◆ Directions for this task: Output exactly what appears from the line containing "Put a dot on each instance of the bird's head" to the end of the data below, and nothing more.

◆ Raw data:
********

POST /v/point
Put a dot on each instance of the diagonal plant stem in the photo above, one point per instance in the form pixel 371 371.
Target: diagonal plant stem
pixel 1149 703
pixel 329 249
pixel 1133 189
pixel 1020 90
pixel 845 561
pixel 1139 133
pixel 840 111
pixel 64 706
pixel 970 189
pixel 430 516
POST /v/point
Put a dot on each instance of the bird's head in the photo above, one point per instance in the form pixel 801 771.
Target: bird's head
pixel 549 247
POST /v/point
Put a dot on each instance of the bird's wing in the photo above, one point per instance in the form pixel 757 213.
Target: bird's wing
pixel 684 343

********

◆ Finished task:
Put a dot on each instance of the bird's head in the photo above, one point per instance in the form pixel 801 771.
Target: bird's head
pixel 549 247
POST /v/point
Put a dot on each instance of the bird's wing in the photo above, one point per instance in the form pixel 757 213.
Target: bird's wing
pixel 684 343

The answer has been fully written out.